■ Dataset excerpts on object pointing
┌──

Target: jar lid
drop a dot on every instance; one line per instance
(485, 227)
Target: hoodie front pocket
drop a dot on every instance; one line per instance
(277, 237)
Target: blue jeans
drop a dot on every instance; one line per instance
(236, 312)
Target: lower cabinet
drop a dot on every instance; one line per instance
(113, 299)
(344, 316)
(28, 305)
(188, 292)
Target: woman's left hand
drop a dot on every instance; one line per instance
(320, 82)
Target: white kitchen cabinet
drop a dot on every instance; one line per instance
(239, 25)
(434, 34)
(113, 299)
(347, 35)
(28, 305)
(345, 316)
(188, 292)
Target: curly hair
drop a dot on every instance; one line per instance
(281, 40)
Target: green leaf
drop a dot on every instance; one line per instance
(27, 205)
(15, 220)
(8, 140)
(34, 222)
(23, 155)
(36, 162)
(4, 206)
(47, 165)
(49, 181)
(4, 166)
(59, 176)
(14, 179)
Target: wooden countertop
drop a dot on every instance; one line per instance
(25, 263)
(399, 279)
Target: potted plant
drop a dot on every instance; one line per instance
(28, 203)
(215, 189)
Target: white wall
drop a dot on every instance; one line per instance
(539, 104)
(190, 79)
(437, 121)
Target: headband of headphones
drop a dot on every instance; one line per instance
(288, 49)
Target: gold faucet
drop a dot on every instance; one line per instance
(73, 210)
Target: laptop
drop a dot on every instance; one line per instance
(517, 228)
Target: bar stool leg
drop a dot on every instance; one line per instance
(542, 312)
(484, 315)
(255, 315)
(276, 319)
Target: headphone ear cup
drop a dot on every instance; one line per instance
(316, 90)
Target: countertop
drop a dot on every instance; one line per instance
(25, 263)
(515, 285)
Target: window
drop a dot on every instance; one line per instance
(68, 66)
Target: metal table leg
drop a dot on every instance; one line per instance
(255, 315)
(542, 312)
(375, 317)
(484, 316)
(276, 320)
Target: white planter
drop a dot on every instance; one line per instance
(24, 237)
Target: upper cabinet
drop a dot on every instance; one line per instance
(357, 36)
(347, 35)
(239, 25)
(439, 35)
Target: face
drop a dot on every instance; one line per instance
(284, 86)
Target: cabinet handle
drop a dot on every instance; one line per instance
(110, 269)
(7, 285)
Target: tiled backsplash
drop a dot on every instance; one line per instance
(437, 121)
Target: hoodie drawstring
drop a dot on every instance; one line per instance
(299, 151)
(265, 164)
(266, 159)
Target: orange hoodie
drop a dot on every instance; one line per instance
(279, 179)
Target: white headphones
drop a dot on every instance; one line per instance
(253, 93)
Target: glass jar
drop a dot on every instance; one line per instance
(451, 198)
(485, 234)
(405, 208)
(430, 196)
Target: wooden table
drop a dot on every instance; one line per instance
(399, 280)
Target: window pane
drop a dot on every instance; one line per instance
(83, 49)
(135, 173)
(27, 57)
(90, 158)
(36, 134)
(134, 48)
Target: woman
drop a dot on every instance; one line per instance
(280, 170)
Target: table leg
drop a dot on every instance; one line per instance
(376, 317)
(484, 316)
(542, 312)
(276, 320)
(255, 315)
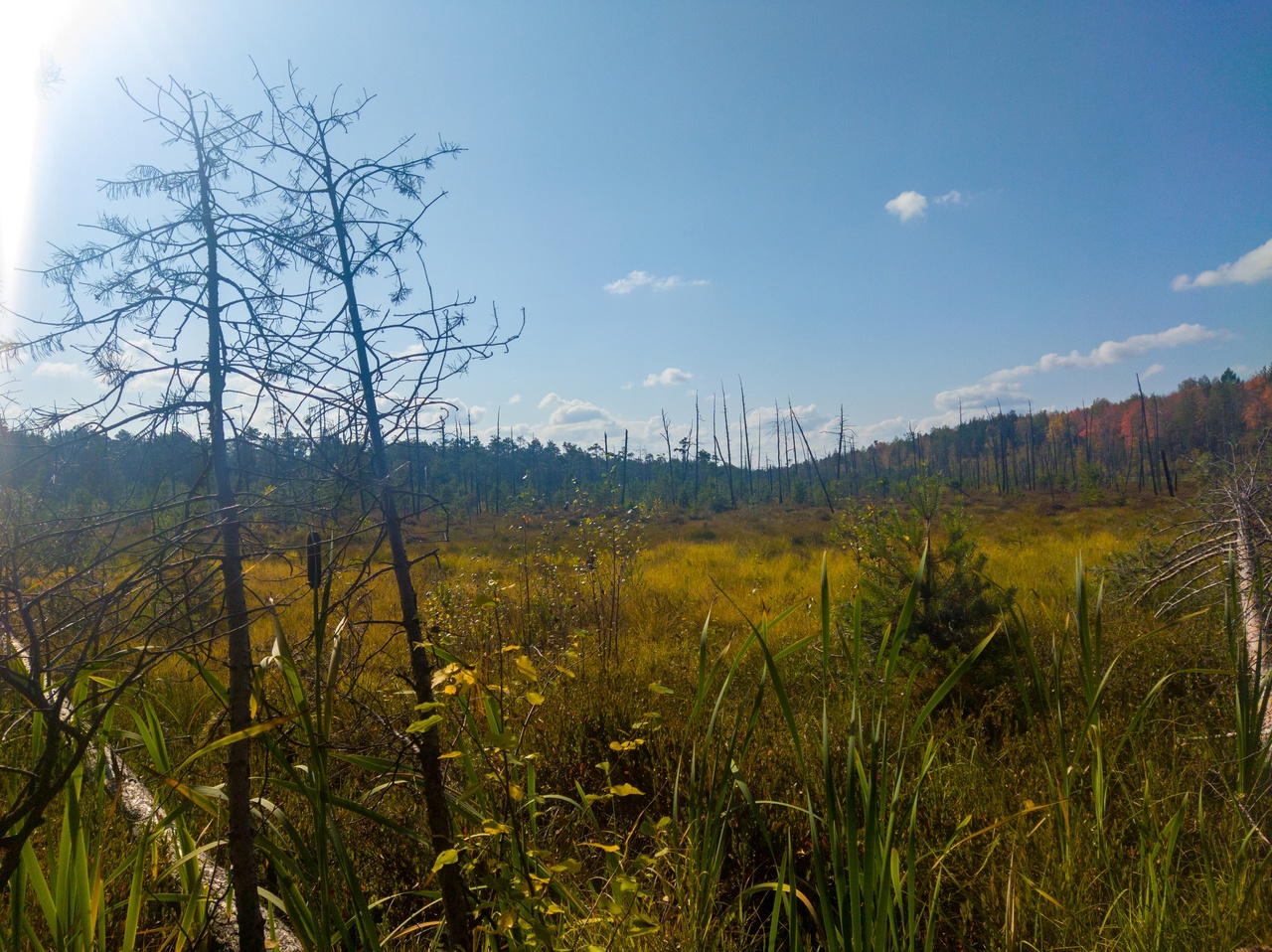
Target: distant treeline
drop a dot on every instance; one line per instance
(1107, 449)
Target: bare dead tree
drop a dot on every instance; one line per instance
(136, 303)
(1230, 532)
(353, 225)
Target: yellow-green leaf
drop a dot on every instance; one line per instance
(418, 726)
(445, 858)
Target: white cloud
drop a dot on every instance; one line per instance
(563, 412)
(907, 205)
(980, 395)
(671, 377)
(640, 279)
(1252, 267)
(1005, 386)
(58, 368)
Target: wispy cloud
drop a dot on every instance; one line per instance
(643, 279)
(671, 377)
(1005, 385)
(1252, 267)
(907, 205)
(58, 368)
(571, 412)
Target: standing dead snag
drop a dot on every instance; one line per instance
(354, 227)
(201, 268)
(1231, 534)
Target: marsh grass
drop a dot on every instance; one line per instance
(722, 767)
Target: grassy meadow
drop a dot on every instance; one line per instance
(675, 732)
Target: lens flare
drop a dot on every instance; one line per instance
(24, 32)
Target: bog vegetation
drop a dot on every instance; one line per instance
(999, 686)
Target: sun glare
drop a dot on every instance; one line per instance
(26, 31)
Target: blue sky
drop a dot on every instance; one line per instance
(889, 207)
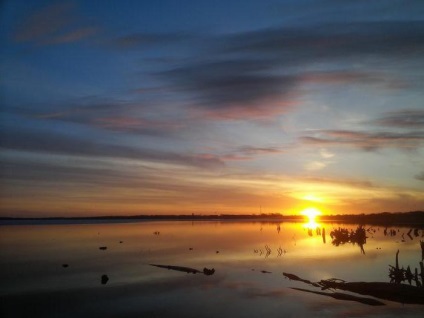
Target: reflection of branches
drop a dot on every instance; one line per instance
(342, 236)
(399, 275)
(268, 251)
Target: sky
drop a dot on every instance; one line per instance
(211, 107)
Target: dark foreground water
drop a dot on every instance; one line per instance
(56, 270)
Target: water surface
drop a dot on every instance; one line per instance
(248, 257)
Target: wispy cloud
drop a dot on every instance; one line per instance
(44, 141)
(366, 140)
(250, 152)
(57, 23)
(420, 176)
(257, 74)
(403, 118)
(143, 39)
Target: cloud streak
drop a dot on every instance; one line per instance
(366, 140)
(53, 24)
(71, 145)
(257, 74)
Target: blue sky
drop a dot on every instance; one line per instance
(134, 107)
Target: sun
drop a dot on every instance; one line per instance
(311, 214)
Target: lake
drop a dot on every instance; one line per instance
(56, 270)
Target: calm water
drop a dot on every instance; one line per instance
(248, 258)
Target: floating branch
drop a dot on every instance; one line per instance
(188, 270)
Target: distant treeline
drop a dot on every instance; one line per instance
(385, 218)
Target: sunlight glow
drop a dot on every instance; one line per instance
(311, 214)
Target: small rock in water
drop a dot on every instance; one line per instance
(105, 279)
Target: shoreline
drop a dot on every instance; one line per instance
(415, 218)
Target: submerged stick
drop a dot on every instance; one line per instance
(342, 296)
(184, 269)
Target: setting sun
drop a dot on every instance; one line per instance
(311, 213)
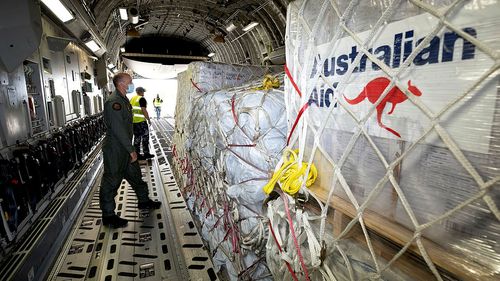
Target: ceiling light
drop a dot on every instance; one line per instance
(230, 27)
(59, 10)
(123, 14)
(250, 26)
(135, 20)
(92, 45)
(132, 32)
(134, 15)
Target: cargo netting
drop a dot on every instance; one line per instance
(397, 105)
(230, 134)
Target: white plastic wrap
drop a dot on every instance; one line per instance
(403, 125)
(232, 140)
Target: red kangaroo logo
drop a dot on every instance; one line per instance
(374, 89)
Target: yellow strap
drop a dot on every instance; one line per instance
(290, 175)
(269, 82)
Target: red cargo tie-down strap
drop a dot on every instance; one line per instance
(196, 86)
(292, 81)
(292, 232)
(301, 111)
(299, 115)
(279, 248)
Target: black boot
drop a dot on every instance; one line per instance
(114, 221)
(148, 205)
(148, 156)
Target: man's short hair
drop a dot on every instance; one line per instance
(119, 77)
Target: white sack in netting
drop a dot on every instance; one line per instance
(199, 78)
(240, 135)
(403, 124)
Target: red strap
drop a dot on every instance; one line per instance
(241, 145)
(301, 111)
(292, 232)
(287, 71)
(196, 86)
(233, 109)
(279, 247)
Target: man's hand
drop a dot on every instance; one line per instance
(133, 157)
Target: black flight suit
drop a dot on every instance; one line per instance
(116, 151)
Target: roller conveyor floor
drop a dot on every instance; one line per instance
(161, 244)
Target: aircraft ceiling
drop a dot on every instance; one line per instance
(186, 28)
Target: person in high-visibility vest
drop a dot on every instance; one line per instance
(141, 123)
(157, 103)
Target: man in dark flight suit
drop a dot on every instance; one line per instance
(120, 158)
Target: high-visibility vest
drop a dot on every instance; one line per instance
(136, 109)
(157, 102)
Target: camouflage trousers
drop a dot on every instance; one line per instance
(141, 135)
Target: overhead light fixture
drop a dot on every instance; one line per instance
(92, 45)
(59, 10)
(251, 25)
(123, 14)
(219, 39)
(134, 15)
(230, 27)
(132, 32)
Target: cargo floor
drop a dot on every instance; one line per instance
(161, 244)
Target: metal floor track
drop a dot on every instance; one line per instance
(161, 244)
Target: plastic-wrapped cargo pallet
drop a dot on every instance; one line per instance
(235, 138)
(400, 113)
(199, 78)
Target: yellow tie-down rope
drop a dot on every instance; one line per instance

└──

■ Task brief
Render the records from the line containing "Target: high-visibility vest" through the end of the records as a numbered list, including both ends and leaving out blank lines.

■ Full response
1. Target: high-visibility vest
2. drop a dot on every instance; one line per instance
3. (136, 109)
4. (157, 102)
5. Target: camouflage trousers
6. drop a dot on every instance; one line per instance
7. (141, 135)
8. Target: overhead light fixture
9. drop a dot on every instance; one line per instance
10. (92, 45)
11. (59, 10)
12. (251, 25)
13. (123, 14)
14. (219, 39)
15. (134, 15)
16. (230, 27)
17. (132, 32)
18. Target: cargo floor
19. drop a dot on every instance; one line per instance
20. (161, 244)
21. Target: metal floor track
22. drop a dot on every instance; one line per instance
23. (161, 244)
24. Target: plastic-wrapped cargo pallet
25. drop a dot on every instance; one line per instance
26. (235, 138)
27. (400, 113)
28. (199, 78)
29. Target: yellow tie-down rope
30. drop a dot on every instance; one line per instance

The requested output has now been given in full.